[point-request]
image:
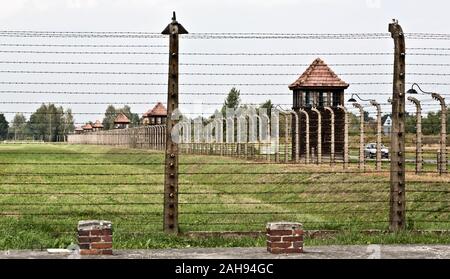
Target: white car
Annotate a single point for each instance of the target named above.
(371, 151)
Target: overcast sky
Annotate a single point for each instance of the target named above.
(282, 16)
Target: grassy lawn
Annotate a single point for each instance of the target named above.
(46, 189)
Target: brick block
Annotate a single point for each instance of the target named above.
(88, 239)
(101, 245)
(280, 233)
(284, 238)
(90, 252)
(279, 244)
(106, 238)
(95, 237)
(292, 238)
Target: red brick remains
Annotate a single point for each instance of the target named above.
(284, 238)
(95, 237)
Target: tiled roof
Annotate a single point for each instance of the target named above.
(318, 76)
(157, 110)
(121, 119)
(87, 127)
(97, 124)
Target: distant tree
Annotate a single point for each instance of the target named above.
(4, 125)
(232, 101)
(49, 123)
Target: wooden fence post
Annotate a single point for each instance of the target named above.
(174, 29)
(361, 136)
(397, 214)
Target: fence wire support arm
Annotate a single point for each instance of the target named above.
(419, 158)
(378, 142)
(443, 134)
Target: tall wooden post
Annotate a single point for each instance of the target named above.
(361, 136)
(397, 214)
(330, 110)
(174, 29)
(443, 140)
(378, 156)
(419, 160)
(346, 158)
(319, 135)
(307, 146)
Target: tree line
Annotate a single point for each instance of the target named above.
(48, 123)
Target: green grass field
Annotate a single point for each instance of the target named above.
(46, 189)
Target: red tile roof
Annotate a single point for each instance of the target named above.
(157, 110)
(97, 124)
(318, 76)
(121, 119)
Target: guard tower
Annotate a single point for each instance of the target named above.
(121, 121)
(156, 116)
(319, 87)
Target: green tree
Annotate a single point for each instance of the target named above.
(4, 125)
(49, 123)
(232, 101)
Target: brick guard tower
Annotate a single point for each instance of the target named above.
(319, 87)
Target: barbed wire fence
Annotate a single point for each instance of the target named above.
(220, 186)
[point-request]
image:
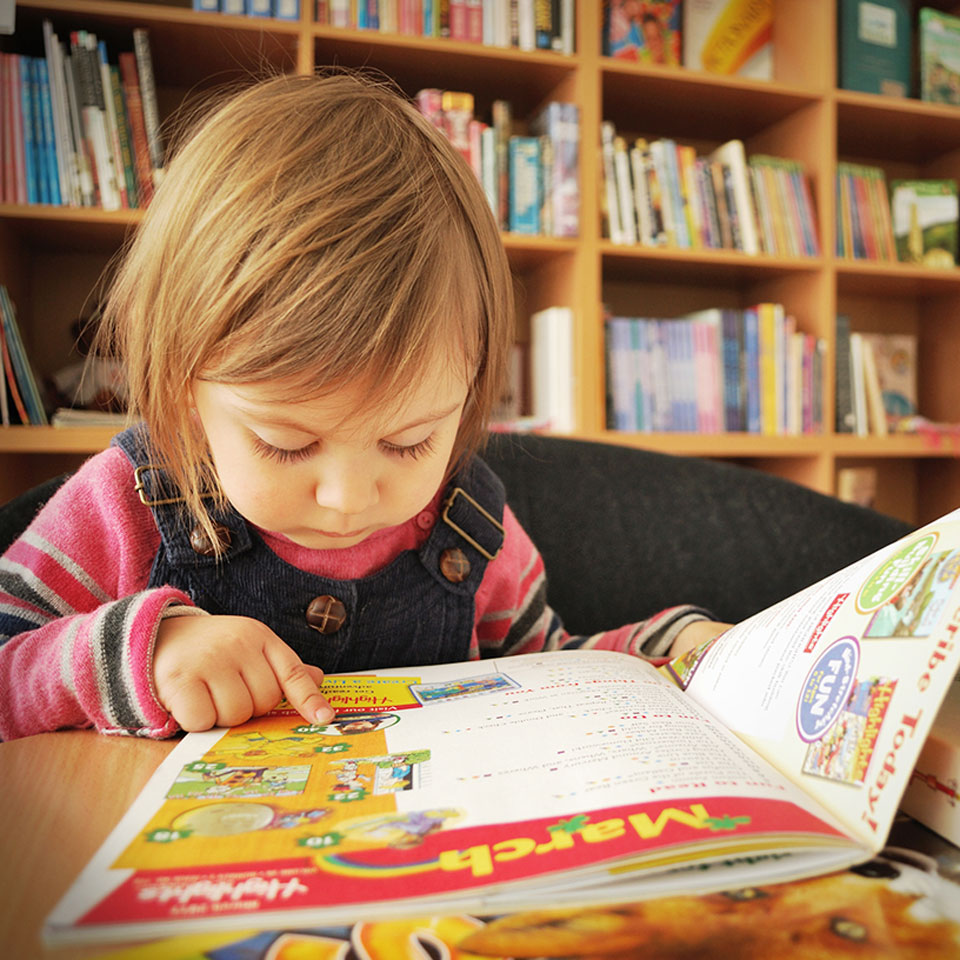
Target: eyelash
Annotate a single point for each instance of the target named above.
(282, 455)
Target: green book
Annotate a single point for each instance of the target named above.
(939, 51)
(875, 45)
(925, 221)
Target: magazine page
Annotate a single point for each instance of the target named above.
(438, 783)
(839, 685)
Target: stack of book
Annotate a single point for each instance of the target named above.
(531, 181)
(864, 224)
(524, 24)
(78, 130)
(715, 371)
(660, 193)
(281, 9)
(876, 380)
(20, 399)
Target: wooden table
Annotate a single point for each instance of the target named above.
(60, 795)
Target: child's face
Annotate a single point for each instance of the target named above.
(326, 473)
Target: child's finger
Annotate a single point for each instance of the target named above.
(300, 683)
(191, 706)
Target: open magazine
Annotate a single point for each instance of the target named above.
(780, 750)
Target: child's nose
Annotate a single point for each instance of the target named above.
(345, 487)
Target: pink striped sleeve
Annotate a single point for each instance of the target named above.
(77, 626)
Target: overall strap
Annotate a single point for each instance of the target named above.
(469, 533)
(183, 541)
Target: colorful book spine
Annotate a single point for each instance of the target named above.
(524, 185)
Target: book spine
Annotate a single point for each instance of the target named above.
(148, 97)
(138, 129)
(21, 365)
(49, 133)
(113, 131)
(124, 137)
(524, 185)
(11, 386)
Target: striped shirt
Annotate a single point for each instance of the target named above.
(78, 623)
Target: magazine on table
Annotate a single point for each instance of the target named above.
(778, 751)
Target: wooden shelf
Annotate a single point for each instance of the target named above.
(53, 256)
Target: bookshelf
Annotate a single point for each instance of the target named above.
(50, 258)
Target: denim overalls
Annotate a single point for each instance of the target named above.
(419, 609)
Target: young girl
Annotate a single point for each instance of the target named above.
(314, 318)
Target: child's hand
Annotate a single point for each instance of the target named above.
(220, 671)
(693, 634)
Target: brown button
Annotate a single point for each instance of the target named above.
(454, 565)
(326, 614)
(202, 544)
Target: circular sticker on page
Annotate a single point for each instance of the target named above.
(827, 688)
(894, 573)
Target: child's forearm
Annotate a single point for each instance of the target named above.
(90, 669)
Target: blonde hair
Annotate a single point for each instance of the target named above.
(315, 230)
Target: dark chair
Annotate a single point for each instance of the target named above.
(627, 532)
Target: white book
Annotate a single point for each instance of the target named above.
(641, 197)
(67, 169)
(733, 156)
(621, 168)
(876, 413)
(525, 24)
(552, 375)
(610, 183)
(861, 426)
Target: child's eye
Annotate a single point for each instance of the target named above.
(413, 451)
(282, 454)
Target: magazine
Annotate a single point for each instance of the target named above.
(904, 902)
(778, 751)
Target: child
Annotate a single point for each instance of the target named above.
(314, 318)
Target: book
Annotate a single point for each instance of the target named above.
(552, 368)
(895, 356)
(843, 378)
(551, 779)
(938, 41)
(733, 156)
(729, 37)
(924, 214)
(876, 40)
(148, 99)
(933, 794)
(525, 185)
(23, 379)
(649, 32)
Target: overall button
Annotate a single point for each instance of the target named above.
(454, 565)
(202, 544)
(326, 614)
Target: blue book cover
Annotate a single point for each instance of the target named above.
(731, 328)
(29, 140)
(39, 143)
(29, 391)
(49, 139)
(638, 346)
(621, 380)
(751, 358)
(525, 185)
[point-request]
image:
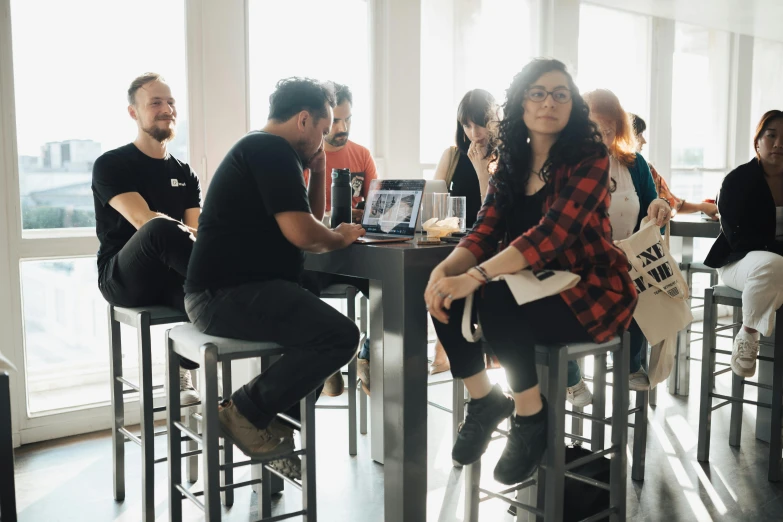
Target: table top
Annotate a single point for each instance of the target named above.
(694, 225)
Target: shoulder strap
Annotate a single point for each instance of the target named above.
(453, 160)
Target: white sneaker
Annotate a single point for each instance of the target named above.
(579, 394)
(639, 381)
(187, 393)
(744, 354)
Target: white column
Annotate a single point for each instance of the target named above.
(660, 125)
(396, 26)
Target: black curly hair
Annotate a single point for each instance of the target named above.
(579, 138)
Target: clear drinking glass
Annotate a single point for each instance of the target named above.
(457, 209)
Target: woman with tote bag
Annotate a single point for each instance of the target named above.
(548, 202)
(633, 198)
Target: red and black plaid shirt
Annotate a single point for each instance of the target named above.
(575, 235)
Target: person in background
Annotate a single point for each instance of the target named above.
(633, 198)
(147, 205)
(679, 206)
(552, 181)
(748, 253)
(466, 167)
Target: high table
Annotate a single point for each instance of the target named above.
(398, 274)
(687, 226)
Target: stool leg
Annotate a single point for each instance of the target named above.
(619, 462)
(457, 407)
(172, 433)
(352, 391)
(555, 453)
(308, 462)
(210, 434)
(598, 430)
(472, 483)
(146, 418)
(738, 391)
(117, 406)
(227, 455)
(707, 376)
(777, 396)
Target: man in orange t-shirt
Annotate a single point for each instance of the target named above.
(341, 153)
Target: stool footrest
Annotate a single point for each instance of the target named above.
(744, 401)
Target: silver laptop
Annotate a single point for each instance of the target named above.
(392, 210)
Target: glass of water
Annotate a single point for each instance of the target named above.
(457, 209)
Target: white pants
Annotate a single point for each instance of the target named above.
(759, 276)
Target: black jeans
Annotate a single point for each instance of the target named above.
(320, 340)
(150, 269)
(512, 331)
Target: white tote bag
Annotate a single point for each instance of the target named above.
(526, 286)
(663, 309)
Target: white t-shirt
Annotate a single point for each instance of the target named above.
(624, 208)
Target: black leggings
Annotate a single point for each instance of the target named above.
(512, 331)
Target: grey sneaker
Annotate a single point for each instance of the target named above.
(334, 385)
(274, 441)
(579, 394)
(187, 393)
(639, 381)
(290, 467)
(744, 354)
(363, 371)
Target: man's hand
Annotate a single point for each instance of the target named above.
(350, 232)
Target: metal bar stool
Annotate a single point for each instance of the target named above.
(186, 341)
(553, 471)
(7, 488)
(723, 295)
(348, 292)
(141, 319)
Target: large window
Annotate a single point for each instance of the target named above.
(767, 83)
(468, 45)
(614, 54)
(311, 38)
(73, 63)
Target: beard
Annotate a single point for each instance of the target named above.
(161, 135)
(338, 140)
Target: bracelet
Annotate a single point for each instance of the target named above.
(481, 281)
(483, 273)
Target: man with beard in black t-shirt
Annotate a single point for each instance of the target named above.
(147, 205)
(244, 276)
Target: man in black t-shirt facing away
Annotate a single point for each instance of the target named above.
(244, 276)
(147, 205)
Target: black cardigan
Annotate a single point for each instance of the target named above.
(747, 216)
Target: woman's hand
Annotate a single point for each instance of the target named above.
(659, 211)
(440, 294)
(477, 155)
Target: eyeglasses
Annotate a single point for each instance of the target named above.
(561, 95)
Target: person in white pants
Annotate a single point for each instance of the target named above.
(749, 251)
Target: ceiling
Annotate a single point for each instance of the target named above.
(759, 18)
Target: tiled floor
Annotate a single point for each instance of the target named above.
(70, 479)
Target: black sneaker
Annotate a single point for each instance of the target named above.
(482, 418)
(524, 449)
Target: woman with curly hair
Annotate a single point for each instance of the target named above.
(465, 167)
(548, 202)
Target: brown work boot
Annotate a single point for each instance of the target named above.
(363, 371)
(274, 441)
(334, 385)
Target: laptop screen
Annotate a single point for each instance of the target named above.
(393, 206)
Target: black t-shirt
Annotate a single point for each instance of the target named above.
(167, 185)
(239, 240)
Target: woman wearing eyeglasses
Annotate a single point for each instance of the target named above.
(548, 202)
(633, 198)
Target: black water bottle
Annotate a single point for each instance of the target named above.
(341, 197)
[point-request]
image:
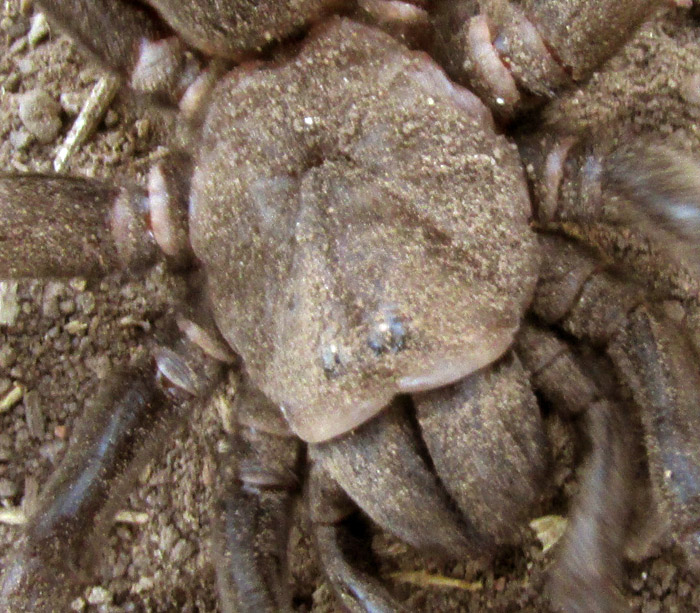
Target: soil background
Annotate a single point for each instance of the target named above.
(59, 338)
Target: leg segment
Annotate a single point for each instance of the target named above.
(587, 574)
(251, 519)
(339, 550)
(487, 444)
(118, 434)
(516, 55)
(382, 468)
(661, 368)
(128, 38)
(52, 226)
(58, 226)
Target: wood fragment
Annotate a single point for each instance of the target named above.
(424, 579)
(12, 516)
(131, 517)
(88, 119)
(12, 398)
(549, 529)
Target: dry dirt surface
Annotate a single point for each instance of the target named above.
(58, 339)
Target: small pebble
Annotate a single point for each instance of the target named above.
(9, 303)
(11, 83)
(8, 356)
(34, 414)
(72, 102)
(111, 119)
(183, 549)
(52, 451)
(78, 605)
(7, 488)
(99, 595)
(21, 139)
(40, 114)
(39, 29)
(690, 89)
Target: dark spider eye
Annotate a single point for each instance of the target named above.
(388, 333)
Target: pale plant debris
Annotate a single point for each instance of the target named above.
(11, 398)
(131, 517)
(549, 529)
(9, 303)
(13, 516)
(88, 119)
(422, 578)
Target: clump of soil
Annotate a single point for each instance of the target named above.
(59, 338)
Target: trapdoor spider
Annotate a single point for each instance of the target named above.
(349, 222)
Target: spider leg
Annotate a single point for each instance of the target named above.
(56, 226)
(487, 443)
(332, 513)
(587, 574)
(656, 362)
(117, 435)
(661, 366)
(128, 38)
(251, 518)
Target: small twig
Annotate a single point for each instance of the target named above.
(131, 517)
(89, 117)
(549, 529)
(12, 516)
(11, 398)
(424, 579)
(15, 516)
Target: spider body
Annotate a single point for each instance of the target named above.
# # # # # # #
Skip the pictures; extract only the lines from the line with "Target: brown work boot" through the final line of the material, exactly as they appear.

## Expected answer
Target: brown work boot
Annotate a single point for each instance of the target named above.
(363, 371)
(274, 441)
(334, 385)
Target: laptop screen
Annotate a single point for each instance of the target named above.
(393, 206)
Target: black t-shirt
Annotate a single point for each instance of the target named above.
(167, 185)
(239, 240)
Target: woman wearing eyeglasses
Annotate a single point for each instance of the target named above.
(548, 202)
(633, 198)
Target: black water bottle
Annotate a single point for each instance of the target named above.
(341, 197)
[point-request]
image:
Target: soil background
Annotate a single point for each instance of the target named above.
(59, 338)
Target: leg segment
Annotate a single point for each instance of the target named above.
(587, 574)
(251, 519)
(339, 550)
(487, 444)
(118, 434)
(516, 55)
(382, 468)
(661, 368)
(128, 38)
(52, 226)
(58, 226)
Target: wood fragment
Annotate a single point for each instance of the target named above.
(424, 579)
(12, 516)
(131, 517)
(88, 119)
(12, 398)
(549, 529)
Target: dry dirt surface
Annotate a single point for each instance of the target named above.
(58, 339)
Target: small pebble
Annotate a single point for each instance of the target named above.
(9, 303)
(11, 83)
(8, 356)
(34, 414)
(72, 102)
(111, 119)
(183, 549)
(52, 451)
(78, 605)
(7, 488)
(99, 595)
(21, 139)
(40, 114)
(39, 29)
(690, 89)
Target: dark spider eye
Annotate a single point for each instance of the target named above.
(388, 333)
Target: pale plant debris
Annotate a single point for each instance of the target named above.
(11, 398)
(131, 517)
(549, 529)
(9, 303)
(13, 516)
(88, 119)
(422, 578)
Target: clump of soil
Annotate a single point for each instance of the target named above.
(59, 338)
Target: trapdoor spider
Annotate a single point for each instance of the target named above.
(349, 222)
Target: spider leg
Annotate a single point for each instance of the target named above.
(56, 226)
(487, 443)
(332, 513)
(587, 574)
(656, 362)
(117, 435)
(661, 366)
(128, 38)
(251, 518)
Target: small twig
Annotate a single point for each instance of the target named above.
(131, 517)
(89, 117)
(549, 529)
(12, 516)
(11, 398)
(424, 579)
(15, 516)
Target: spider body
Annotate a single point for each instance of the target named above.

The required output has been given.